**THE REQUEST:**
In the entries below, substitute "pixel-accurate" for every "pixel-level" and leave all other text as it is. Leave the pictures out of your answer.
>> start GIVEN DATA
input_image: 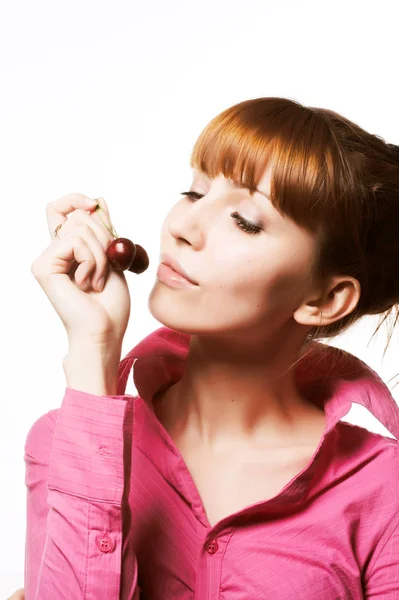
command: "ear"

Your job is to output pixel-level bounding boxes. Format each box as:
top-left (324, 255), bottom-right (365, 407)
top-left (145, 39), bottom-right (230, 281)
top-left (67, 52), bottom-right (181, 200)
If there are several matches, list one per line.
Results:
top-left (293, 275), bottom-right (361, 327)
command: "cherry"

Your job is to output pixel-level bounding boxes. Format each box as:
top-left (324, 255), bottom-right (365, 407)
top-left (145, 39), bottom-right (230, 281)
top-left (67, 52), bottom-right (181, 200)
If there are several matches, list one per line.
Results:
top-left (106, 238), bottom-right (136, 271)
top-left (95, 203), bottom-right (150, 275)
top-left (128, 244), bottom-right (149, 275)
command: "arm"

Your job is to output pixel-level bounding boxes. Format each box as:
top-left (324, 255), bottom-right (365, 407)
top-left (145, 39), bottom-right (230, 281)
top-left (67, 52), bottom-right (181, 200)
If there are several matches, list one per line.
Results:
top-left (364, 523), bottom-right (399, 600)
top-left (25, 349), bottom-right (139, 600)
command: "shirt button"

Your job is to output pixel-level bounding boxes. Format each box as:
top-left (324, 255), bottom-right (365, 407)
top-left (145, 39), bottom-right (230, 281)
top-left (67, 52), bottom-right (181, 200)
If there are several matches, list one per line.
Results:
>> end GIVEN DATA
**TASK OUTPUT:**
input_image: 
command: "ear"

Your job is to output pixel-accurate bounding boxes. Format each box as:
top-left (324, 255), bottom-right (365, 407)
top-left (145, 39), bottom-right (230, 281)
top-left (67, 52), bottom-right (181, 200)
If there are several matches, list one per line.
Results:
top-left (293, 275), bottom-right (361, 327)
command: "cherry"

Your job is to output pixel-accurate bounding boxes. Format each box as:
top-left (324, 255), bottom-right (365, 407)
top-left (145, 39), bottom-right (230, 281)
top-left (67, 52), bottom-right (181, 200)
If there are several matches, list one per line.
Results:
top-left (106, 238), bottom-right (136, 271)
top-left (95, 203), bottom-right (150, 275)
top-left (128, 244), bottom-right (149, 275)
command: "arm"

Your job is to output pixel-accurate bounding boxes. Format each box as:
top-left (324, 255), bottom-right (365, 407)
top-left (145, 39), bottom-right (230, 281)
top-left (67, 52), bottom-right (181, 200)
If there are several matches, list one per line.
Results:
top-left (364, 523), bottom-right (399, 600)
top-left (25, 349), bottom-right (139, 600)
command: "shirt button"

Your job is to output pixel-accurate bounding boxes. Format each box as:
top-left (324, 255), bottom-right (365, 407)
top-left (145, 39), bottom-right (230, 281)
top-left (67, 52), bottom-right (181, 200)
If there are several matches, list one per line.
Results:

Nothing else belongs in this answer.